Parts of the exercise:
1: According to the forum thread below, which XP practice matches "Collect and codify your standards"?
2: Reproduce the forum thread below from "Build modularly = (one" up to and including "against it.".

Given text:
+ + + + +
Mix in master carpenters = Coaching (kind of - this is an interesting blind
spot in the classical XP literature)

Measure twice, cut once = Simple Design and Pair Programming

Collect and codify your standards = Coding Standards

Scrap the shortcuts that don’t save time = no specific practice, but a
foundational idea of XP is that we go faster by maintaining high quality

Build modularly = (one of the goals of) Refactoring

I think it's quite a good attempt! Metaphors can be very powerful when they
fit. Or should i say, when you're able to work with their grain, rather than
against it.

I'm reminded of an older such effort, ARM/CL, which (jokily) rephrased it in
military terms, to make it more palatable to serious grown-up companies who
would never contemplate the zany Mountain-Dew-flavoured antics of those
'extreme' weirdos:

[http://c2.com/xp/ArmCl.html](http://c2.com/xp/ArmCl.html)

------
spinlock
> So, founders, hire beyond your social circle. Look for engineers who have
> stayed at companies long enough to experience the long term impact of their
> decisions.

This kind of crazy, out-side-of-the-box thinking is exactly why we need more
women in computing.

------
jessaustin
Possibly off-topic: in carpentry, typically one uses a pair of shims rather
than one by itself. Since a package of shims are all cut at the same acute
angle, a stacked, reverse-oriented pair forms a perfectly flat block, the
thickness of which can be adjusted.

I'm not sure if that more detailed metaphor means anything about e.g. API
versioning. My initial reaction to API versioning is "why do you hate
HATEOAS?", but if one were committed to that particular methodology, perhaps
it could be made easier by imagining a version shim on both the client and the
server side.
+ + + + +
Supplied material:
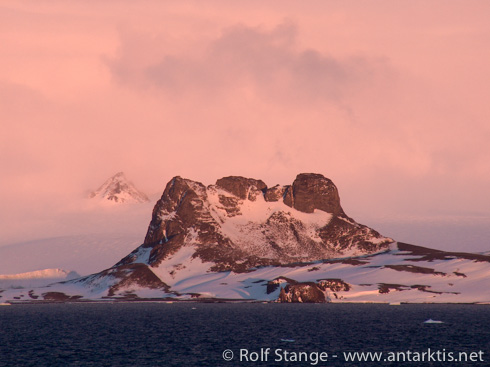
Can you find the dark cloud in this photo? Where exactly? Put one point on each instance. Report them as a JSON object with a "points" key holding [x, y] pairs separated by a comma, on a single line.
{"points": [[268, 63]]}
+ + + + +
Final answers:
1: Coding Standards

2:
Build modularly = (one of the goals of) Refactoring

I think it's quite a good attempt! Metaphors can be very powerful when they
fit. Or should i say, when you're able to work with their grain, rather than
against it.